* _Provided passage_:
·····

SPECIAL OPERATIONS-LOW INTENSITY CONFLICT
Special Operations Missions to Require New Doctrine (UPDATED)
5/1/2013
By Stew Magnuson
By Stew Magnuson

U.S. Navy SEALs talk to local Afghans while conducting a mission in the Jaji Mountains
Whether it is called “soft power,” or the latest buzzword, “the seventh warfighting function,” special operations forces are entering a new chapter in their storied history, senior SOF leaders said. The “dead of night” direct-action operations will be fewer in number, while the more touchy-feely missions “by, through and with” partner nations will increase, Navy Adm. William H. McRaven, commander of U.S. Special Operations Command, said recently.
“Their missions are not secretive. They are not sexy. Nor do they involve low flying black helicopters in the dead of night.” Afghanistan is winding down. This “will give us an opportunity to do more in places we have neglected,” McRaven said at the National Defense Industrial Association’s Special Operations/Low Intensity Conflict conference in Washington, D.C.
The question is whether all of the command’s components are ready to take on these missions that have more to do with breaking down cultural barriers in a village than breaking down an insurgent’s door. Each of the four services contributes personnel to SOCOM. Each comes with its own skill sets, doctrine and history, said Gordon Potter, president of Practical Defense Training Technologies, and a 15-year veteran of Army Special Forces.
For example, Navy Sea, Air, Land (SEAL) teams historically have not conducted foreign internal defense missions, whereas Army special operators have done so for years.
Special operations forces are serving in about 70 countries and very few deployments involve commando missions. Most are supporting U.S. embassies, training foreign forces or strengthening bonds with allied militaries.
The ultimate goal is to prevent conflict before it happens or to nip terrorism in the bud before it spreads.
“It is hard, slow and methodical work that does not lend itself to a quick win,” McRaven said.
Potter until 2012 served as a military adviser in Afghanistan, where he worked on socio-cultural, village stability and psychological operations programs.
He witnessed first hand a SEAL unit’s ham-handed attempt to engage in a village stability operation. Untrained in how to work in the complex cultural environment, the team picked a man whom they believed should be the police chief. The choice caused a great deal of discord in the area, and the man and his brother were assassinated, Potter said in an interview.
“It’s not their fault,” he said of the SEAL team. “They should have never been tasked with that because they don’t have the doctrine.
“How many Navy SEALs have worked with [military information support operations] or psy-ops elements?” he asked. “Not many. Usually they are door-kickers.”

·····

* _Supplied records_:
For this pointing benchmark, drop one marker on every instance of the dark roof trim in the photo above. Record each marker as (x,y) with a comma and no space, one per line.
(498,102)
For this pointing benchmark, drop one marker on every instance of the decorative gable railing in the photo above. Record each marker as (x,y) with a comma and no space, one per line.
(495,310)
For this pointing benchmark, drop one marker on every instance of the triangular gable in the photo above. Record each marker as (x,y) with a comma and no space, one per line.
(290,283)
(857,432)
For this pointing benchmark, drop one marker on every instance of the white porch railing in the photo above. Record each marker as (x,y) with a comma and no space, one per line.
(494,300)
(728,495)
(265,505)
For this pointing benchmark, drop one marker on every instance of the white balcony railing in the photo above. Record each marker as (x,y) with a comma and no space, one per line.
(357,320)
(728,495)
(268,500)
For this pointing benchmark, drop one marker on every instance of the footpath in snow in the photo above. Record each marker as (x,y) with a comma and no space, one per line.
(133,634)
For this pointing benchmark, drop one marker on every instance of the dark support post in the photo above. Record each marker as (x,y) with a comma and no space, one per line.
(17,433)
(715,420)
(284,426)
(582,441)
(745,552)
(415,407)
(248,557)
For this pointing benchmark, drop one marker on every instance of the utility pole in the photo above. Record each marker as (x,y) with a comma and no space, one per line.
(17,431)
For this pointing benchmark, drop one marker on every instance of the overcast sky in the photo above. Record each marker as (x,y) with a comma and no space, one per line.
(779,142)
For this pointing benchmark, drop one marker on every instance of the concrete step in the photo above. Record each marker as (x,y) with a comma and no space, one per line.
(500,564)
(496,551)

·····

* _Requests_:
1 – According to the article on special operations missions, in about how many countries are special operations forces serving?
2 – Render this sentence from the article on special operations missions into Spanish: "The ultimate goal is to prevent conflict before it happens or to nip terrorism in the bud before it spreads."

* _Solutions per task_:
1 – About 70 countries.

2 – El objetivo final es prevenir el conflicto antes de que ocurra o cortar de raíz el terrorismo antes de que se propague.